SOURCE RECORDS: Begin

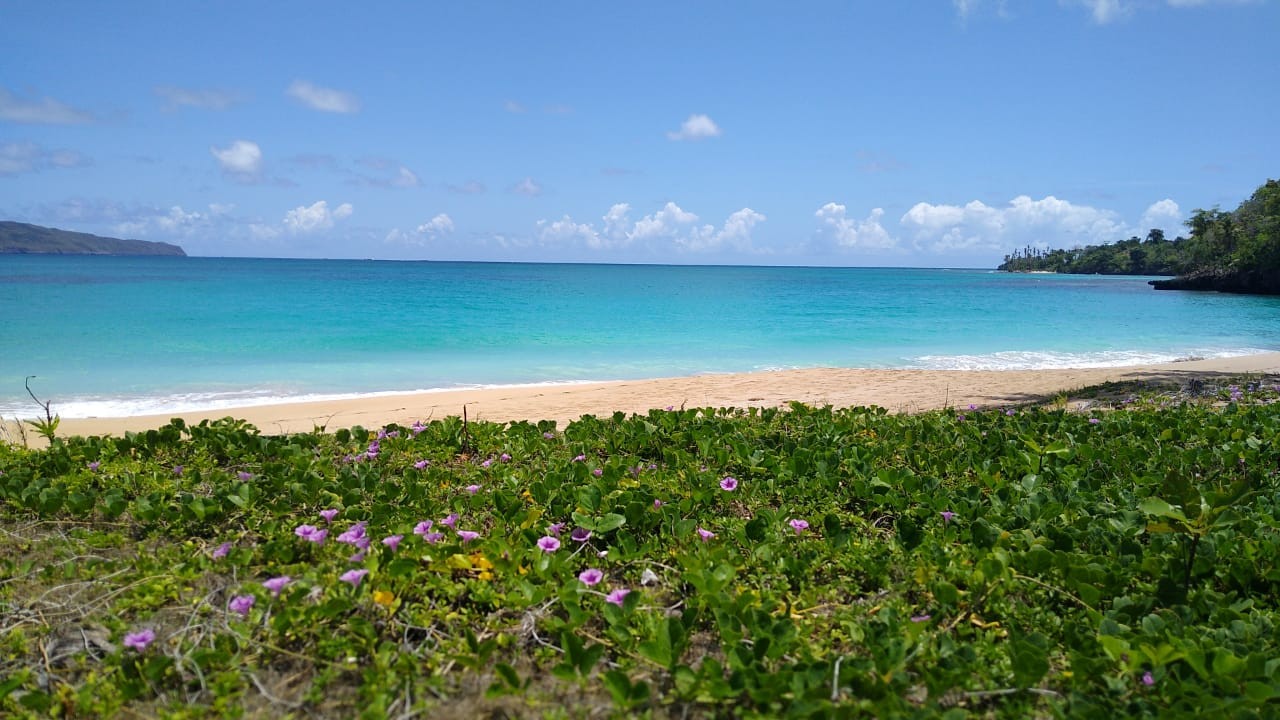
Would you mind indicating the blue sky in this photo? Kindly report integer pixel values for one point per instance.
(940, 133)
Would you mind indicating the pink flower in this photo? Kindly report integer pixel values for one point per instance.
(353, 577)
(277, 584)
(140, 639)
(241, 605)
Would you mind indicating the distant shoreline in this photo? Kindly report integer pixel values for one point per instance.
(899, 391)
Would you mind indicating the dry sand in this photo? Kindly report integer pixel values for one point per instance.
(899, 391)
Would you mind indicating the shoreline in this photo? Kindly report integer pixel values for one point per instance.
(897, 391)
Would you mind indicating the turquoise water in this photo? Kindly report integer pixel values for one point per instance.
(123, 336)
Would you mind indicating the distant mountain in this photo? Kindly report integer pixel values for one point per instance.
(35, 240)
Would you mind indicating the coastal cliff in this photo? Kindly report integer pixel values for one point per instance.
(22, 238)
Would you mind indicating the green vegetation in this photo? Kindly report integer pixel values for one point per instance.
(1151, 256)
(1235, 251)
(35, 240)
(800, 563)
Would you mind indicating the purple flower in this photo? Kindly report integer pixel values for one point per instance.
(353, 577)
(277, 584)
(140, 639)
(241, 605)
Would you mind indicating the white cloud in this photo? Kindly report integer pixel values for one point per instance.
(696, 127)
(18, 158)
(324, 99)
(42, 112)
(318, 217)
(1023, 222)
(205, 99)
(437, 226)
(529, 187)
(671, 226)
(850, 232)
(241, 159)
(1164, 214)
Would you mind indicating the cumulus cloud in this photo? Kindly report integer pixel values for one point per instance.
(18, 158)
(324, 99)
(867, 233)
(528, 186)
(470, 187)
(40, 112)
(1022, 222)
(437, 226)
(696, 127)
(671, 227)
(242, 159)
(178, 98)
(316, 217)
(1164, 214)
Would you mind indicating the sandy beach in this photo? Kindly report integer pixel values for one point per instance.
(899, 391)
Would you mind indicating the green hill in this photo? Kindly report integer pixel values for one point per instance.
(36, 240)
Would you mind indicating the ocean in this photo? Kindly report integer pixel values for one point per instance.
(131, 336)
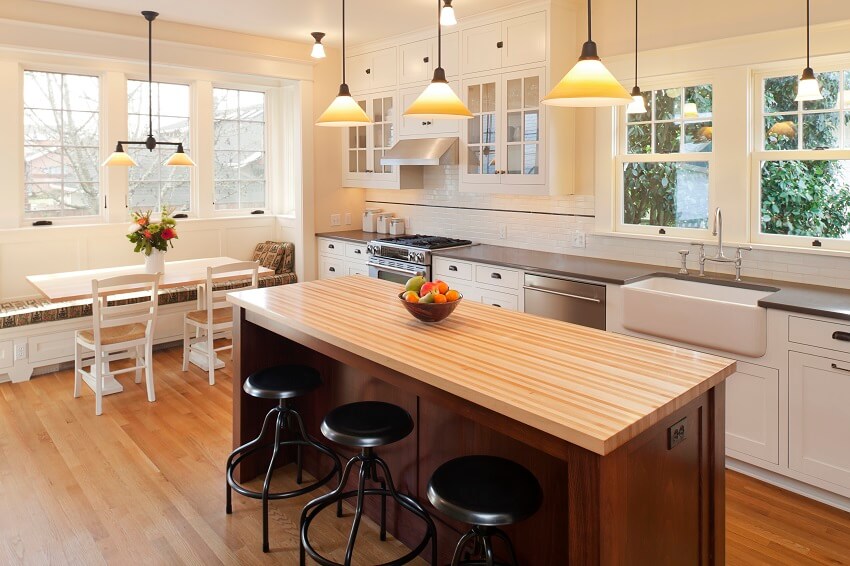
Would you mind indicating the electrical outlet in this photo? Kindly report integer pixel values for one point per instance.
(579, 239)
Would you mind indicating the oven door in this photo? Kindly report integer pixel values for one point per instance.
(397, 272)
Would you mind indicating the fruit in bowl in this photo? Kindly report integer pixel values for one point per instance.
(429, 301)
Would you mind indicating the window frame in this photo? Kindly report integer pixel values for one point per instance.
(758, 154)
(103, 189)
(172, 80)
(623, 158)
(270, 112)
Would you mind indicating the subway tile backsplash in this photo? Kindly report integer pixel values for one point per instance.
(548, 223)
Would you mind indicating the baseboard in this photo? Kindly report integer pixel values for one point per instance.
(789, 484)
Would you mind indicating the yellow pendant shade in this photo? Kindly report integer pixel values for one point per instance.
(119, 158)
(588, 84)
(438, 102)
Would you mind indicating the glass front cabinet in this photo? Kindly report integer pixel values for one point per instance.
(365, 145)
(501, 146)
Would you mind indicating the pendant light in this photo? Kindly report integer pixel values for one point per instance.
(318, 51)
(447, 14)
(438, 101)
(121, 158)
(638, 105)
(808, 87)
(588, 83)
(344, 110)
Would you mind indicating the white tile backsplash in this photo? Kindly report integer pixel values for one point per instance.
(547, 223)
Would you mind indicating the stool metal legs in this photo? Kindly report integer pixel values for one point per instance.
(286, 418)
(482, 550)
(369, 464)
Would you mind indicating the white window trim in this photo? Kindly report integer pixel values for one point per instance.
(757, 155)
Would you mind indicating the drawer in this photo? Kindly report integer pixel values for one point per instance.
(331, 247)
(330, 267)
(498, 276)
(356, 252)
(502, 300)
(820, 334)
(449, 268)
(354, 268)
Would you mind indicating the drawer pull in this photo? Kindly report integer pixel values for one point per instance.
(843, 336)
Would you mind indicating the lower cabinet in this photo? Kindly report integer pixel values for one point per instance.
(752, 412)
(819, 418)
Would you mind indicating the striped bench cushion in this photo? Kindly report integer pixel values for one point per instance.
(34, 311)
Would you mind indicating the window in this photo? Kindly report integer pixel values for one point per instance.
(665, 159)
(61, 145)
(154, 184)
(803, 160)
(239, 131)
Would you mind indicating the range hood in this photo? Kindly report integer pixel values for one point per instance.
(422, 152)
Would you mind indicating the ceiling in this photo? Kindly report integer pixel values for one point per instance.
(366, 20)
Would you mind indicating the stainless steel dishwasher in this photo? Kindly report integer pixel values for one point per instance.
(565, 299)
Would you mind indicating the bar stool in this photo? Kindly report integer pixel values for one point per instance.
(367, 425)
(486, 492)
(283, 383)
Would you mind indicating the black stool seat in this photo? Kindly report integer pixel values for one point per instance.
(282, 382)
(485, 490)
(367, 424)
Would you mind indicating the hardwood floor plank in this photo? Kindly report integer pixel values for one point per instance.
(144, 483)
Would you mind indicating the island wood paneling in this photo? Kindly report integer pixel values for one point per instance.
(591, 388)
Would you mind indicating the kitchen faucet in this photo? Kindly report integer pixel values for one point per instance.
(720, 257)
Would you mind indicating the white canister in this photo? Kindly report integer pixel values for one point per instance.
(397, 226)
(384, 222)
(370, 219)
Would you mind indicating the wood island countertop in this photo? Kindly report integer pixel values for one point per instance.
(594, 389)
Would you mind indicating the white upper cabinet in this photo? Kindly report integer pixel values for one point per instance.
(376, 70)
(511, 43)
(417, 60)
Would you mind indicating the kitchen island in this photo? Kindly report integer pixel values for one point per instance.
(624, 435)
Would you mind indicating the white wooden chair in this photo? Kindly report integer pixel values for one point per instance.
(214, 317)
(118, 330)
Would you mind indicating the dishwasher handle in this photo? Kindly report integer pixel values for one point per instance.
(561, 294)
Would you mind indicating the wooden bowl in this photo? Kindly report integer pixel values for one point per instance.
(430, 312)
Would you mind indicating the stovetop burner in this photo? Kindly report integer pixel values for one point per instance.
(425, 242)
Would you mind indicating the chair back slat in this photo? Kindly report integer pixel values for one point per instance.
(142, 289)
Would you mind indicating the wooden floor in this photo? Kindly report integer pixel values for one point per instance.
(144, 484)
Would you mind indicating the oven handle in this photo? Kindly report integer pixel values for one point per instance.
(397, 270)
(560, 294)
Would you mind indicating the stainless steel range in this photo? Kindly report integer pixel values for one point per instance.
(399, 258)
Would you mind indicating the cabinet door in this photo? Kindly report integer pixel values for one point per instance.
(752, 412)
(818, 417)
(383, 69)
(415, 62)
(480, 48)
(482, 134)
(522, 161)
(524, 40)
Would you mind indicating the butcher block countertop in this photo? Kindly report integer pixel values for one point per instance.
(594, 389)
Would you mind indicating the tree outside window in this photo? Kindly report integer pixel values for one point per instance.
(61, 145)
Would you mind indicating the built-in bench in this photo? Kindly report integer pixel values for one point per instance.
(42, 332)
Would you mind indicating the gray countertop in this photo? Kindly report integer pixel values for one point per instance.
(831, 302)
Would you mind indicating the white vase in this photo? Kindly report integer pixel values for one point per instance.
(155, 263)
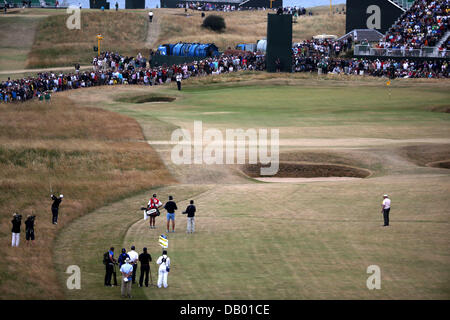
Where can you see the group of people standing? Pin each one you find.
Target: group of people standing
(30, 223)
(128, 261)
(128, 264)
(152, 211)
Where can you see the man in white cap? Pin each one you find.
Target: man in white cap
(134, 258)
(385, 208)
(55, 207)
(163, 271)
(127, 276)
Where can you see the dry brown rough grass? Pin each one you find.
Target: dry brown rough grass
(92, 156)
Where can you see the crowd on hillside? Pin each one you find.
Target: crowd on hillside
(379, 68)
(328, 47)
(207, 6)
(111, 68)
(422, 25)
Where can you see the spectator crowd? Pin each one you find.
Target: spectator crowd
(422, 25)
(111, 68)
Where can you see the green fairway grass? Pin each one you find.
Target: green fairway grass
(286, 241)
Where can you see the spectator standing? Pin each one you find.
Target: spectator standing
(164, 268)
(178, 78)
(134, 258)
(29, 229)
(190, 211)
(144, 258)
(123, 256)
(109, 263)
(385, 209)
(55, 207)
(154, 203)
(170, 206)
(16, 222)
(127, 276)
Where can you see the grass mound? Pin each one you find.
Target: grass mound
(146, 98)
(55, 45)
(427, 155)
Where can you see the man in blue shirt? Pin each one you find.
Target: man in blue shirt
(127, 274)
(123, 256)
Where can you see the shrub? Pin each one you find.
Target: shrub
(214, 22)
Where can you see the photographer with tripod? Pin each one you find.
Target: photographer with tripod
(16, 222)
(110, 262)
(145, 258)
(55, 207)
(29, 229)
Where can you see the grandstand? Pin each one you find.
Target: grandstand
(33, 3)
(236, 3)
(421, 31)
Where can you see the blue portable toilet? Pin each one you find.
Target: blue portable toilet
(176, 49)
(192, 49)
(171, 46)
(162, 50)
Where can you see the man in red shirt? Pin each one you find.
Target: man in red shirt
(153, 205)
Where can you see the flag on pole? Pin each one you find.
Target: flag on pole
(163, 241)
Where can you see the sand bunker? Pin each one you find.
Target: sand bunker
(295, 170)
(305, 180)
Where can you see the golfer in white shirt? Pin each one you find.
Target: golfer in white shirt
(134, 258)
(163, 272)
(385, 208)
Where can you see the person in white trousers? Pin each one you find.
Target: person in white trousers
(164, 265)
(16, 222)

SOURCE RECORDS: End

● **BRIEF**:
Return, word for word, each line from the line that contains "Where can you see the flag" to the end of the listing above; include both end lines and nothing else.

● **YOUR SOLUTION**:
Where can you see the flag on pole? Pin each one you find.
Target: flag on pole
(163, 241)
Where can you see the sand bunker? Pin each one you find.
Target: sand bunker
(295, 170)
(305, 180)
Where can you see the golfer in white shirt? Pin each one you find.
Target: golfer in white shirt
(134, 258)
(163, 272)
(385, 208)
Where can you see the person in white trousers? Pin each one you find.
Target: person in white trousers
(164, 265)
(16, 222)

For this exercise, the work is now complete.